> [Texte fourni]
# Problème entre "wifi" et "Bluetooth"



## Marcmaniac (3 Juin 2013)

Bonjour à vous,

j'ai un bon gros problème depuis une quinzaine de jours dont la solution m'échappe ... et qui me gangraine la cervelle ...:hein:

*Explication générale du problème :*

Lorsque je me connecte depuis mon imac équipé d'un clavier "Apple bluetooth", et de ma souris "Apple bluetooth", à mon réseau wifi Numéricable, celui-ci au bout de quelques secondes, se "_coupe"_ ... je ne parviens pas à l'utiliser ... le réseau est pourtant bien reconnu sur mon imac. 
D'ailleurs, je peux en disposer avec mon ipad ou mon iphone ... Réseau rapide, puissant, aucun soucis avec mes ipad, iphone ...

Si je coupe le bluetooth et que j'utilise une souris filaire, je peux me reconnecter à mon réseau qui fonctionne parfaitement ... longtemps ... sans soucis ...

Par contre, si je relance le bluetooth, je ne parviens pas à réutiliser ni la souris, ni le clavier ...
Le tout sur mon réseau Numéricable ...

 Bon, mais ce serait trop facile s'il n'y avait QUE ça ! je poursuis ...

J'ai réfléchi, navigué sur le net pour trouver une solution ... J'ai donc créer un réseau depuis une borne Airport que je possède. Là, le réseau est bien reconnu, ça marche nikel et je n'ai aucun problème entre mon bluetooth et mon wifi ... Tout fonctionne nikel ... 

*Conclusion *: 

Avec mon réseau Airport, wifi et bluetooth fonctionne parfaitement ... 
Avec mon réseau Numéricable, wifi et Bluetooth disjonctent ... J'ai soit l'un, soit l'autre ...

Bordel, qu'est ce donc ? Je m'y perds ...

*D'où mes remarques que j'aimerais partager avec vous :*

1-Y aurait-il un problème entre mon bluetooth et mon réseau wifi ? _(Déjà décrit dans la littérature à cause des fréquence à 2,4 ou 5 ghz)_

2-Y aurait t'il un problème avec le réseau de ma box numéricable _(Pour info, la toute dernière)_ ? Pour info, je possède la Box depuis environ 2 mois et je n'ai eu aucun problème avant ...

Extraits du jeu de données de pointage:
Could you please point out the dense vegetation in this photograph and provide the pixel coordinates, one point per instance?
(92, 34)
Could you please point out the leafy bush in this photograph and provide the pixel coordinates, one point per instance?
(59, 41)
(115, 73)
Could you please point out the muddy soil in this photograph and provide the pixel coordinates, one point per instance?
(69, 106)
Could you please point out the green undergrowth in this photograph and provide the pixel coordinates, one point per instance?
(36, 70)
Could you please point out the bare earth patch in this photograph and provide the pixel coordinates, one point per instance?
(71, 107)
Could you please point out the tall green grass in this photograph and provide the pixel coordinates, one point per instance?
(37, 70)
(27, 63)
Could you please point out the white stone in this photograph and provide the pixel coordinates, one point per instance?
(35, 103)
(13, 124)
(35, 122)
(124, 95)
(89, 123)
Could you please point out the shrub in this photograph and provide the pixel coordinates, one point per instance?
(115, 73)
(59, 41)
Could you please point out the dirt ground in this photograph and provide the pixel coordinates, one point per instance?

> [Consignes]
1: Recopiez à l'identique toutes les lignes des enregistrements, de celle qui contient "Could you please point out the tall" jusqu'à la fin des enregistrements, bornes comprises.
2: Rédigez la suite du fil de discussion sur le conflit entre wifi et Bluetooth, en reprenant après sa dernière phrase.

> [Réponses]
1:
Could you please point out the tall green grass in this photograph and provide the pixel coordinates, one point per instance?
(37, 70)
(27, 63)
Could you please point out the white stone in this photograph and provide the pixel coordinates, one point per instance?
(35, 103)
(13, 124)
(35, 122)
(124, 95)
(89, 123)
Could you please point out the shrub in this photograph and provide the pixel coordinates, one point per instance?
(115, 73)
(59, 41)
Could you please point out the dirt ground in this photograph and provide the pixel coordinates, one point per instance?

2:
3-Les réseaux créés depuis la borne Airport sont-ils des réseaux à 5ghz ? Alors, que mon réseau Numéricable est semble t'il un réseau à 2,4 ghz ? D'où le problème ... Mais alors, pourquoi ce problème arrive t'il maintenant ? Depuis une mise à jour Numéricable (C'est bien possible !)

Donc, QUE FAIRE , auriez-vous, chers amis des pistes de solution ?


----------



## Anonyme (3 Juin 2013)

Bonsoir,

Tu devrais faire le test suivant :

Pendant que tu es connecté à la borne AirPort, va dans l'interface de la box, et change de canal wifi, décale d'au moins 3 canaux.

Puis désactive le wifi de l'ordi, éteins la borne AirPort, active le wifi et connecte-toi à la box.


----------



## Marcmaniac (3 Juin 2013)

On va voir ça ...
Je te tiens au courant ...

---------- Nouveau message ajouté à 20h14 ---------- Le message précédent a été envoyé à 19h41 ----------

Je viens de faire le test ...

Je suis passé du canal 1 au 4 ... J'avais fait un "radar wifi" au préalable ...

J'ai même changé le nom de mon réseau et mon mot de passe ... ça c''est bien ! Je personnalise ...

Par contre, par rapport à mon problème, au bout de 5 manipulations sur le réseau (J'ai bien dit 5 page internet), STOP et impossible de quoi que ce soit sur le net ...

Fait chier ...

---------- Nouveau message ajouté à 20h40 ---------- Le message précédent a été envoyé à 20h14 ----------

J'ai retitillé le bazar comme tu me l'a conseillé et depuis 1 bon quart d'heure, ça fonctionne NIKEL !

Alors là, chapeau !

Et merci à toi "Renaud31", t'es TOP ! 
Comme MacG d'ailleurs ...


Je vous tiens au courant ... au cas où .... mais j'espère pas !


----------



## Anonyme (3 Juin 2013)

Marcmaniac a dit:


> Je me suis retitillé le bazar comme tu me l'a conseillé et depuis 1 bon quart d'heure, ça fonctionne !


C'est à dire ?


----------



## Marcmaniac (3 Juin 2013)

Je suis retourné dans les canaux de ma box ... , et j'ai effectué dans l'ordre ces manipulations :

1)"rétabli les réglages de bases" 

Quitté puis re-connecté, puis :

2)passé le débit de 144 à 300 mbs (un truc comme ça)
3)passé du canal 1 au canal 6

Puis, changé les mots de passe et nom de mon réseau 

Et depuis, je navigue ...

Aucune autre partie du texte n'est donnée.